STUDY MATERIAL:
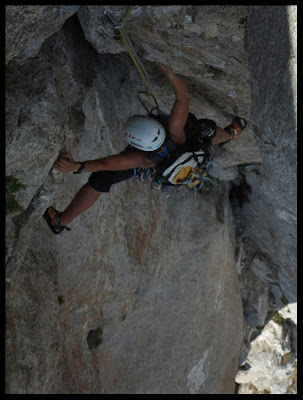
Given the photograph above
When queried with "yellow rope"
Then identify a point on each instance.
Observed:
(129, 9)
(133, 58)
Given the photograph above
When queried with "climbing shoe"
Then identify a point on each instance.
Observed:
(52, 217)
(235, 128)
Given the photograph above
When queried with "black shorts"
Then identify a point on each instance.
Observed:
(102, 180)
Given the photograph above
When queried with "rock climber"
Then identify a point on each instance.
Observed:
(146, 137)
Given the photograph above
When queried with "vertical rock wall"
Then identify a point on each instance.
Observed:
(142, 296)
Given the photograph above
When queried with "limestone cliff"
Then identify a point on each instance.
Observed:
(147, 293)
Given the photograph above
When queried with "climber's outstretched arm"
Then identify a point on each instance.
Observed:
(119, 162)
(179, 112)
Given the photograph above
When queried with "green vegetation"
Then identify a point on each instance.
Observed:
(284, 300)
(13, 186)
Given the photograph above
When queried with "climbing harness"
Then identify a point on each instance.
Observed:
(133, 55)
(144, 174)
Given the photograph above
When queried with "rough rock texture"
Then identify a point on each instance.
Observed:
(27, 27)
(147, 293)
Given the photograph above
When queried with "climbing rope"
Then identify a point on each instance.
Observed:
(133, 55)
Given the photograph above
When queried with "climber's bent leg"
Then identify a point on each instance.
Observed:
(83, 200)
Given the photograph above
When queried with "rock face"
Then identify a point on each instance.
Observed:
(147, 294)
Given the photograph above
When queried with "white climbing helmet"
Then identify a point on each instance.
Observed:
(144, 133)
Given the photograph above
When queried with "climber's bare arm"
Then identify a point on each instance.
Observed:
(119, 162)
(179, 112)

* * *

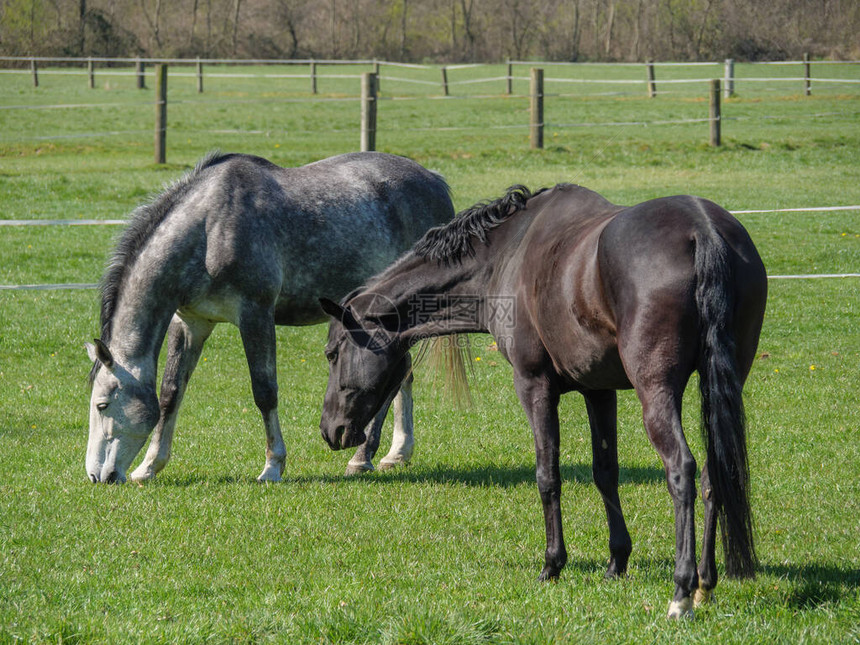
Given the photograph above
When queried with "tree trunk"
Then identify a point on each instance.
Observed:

ACTIVITY: Extract every line containing the string "climber" from the material.

RESPONSE TO THIS EXERCISE:
When queried with "rock climber"
When queried with "climber's outstretched arm"
When queried with "climber's bent leg"
When queried with "climber's bare arm"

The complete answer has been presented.